Items from a data source.
────────────────────────────────────────
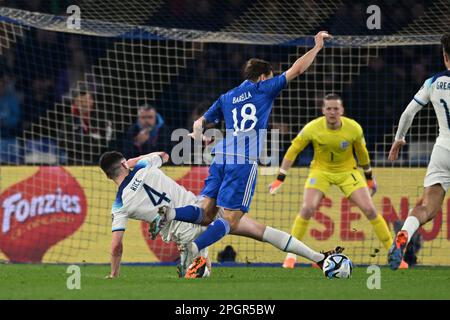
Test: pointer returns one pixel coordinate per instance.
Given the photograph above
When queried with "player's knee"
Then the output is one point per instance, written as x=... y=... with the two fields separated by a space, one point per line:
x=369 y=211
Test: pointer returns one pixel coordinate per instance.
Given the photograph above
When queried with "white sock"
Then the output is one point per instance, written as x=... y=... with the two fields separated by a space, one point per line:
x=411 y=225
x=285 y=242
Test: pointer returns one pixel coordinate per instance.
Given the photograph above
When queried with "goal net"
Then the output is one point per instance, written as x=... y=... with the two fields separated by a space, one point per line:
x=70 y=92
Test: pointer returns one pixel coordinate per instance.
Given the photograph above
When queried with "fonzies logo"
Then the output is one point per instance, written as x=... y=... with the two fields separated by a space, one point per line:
────────────────────────────────────────
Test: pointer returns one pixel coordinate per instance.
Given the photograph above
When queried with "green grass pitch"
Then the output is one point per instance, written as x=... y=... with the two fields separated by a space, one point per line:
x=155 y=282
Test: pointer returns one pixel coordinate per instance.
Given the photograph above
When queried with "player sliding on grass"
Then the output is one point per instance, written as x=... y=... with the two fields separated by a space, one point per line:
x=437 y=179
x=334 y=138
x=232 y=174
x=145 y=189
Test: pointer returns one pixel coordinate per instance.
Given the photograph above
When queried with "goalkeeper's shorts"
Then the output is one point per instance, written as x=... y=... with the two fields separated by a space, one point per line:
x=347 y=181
────────────────────────────────────────
Task to complete. How many lines of the records contain the string "grass"? Give only the number.

Problem solution. 2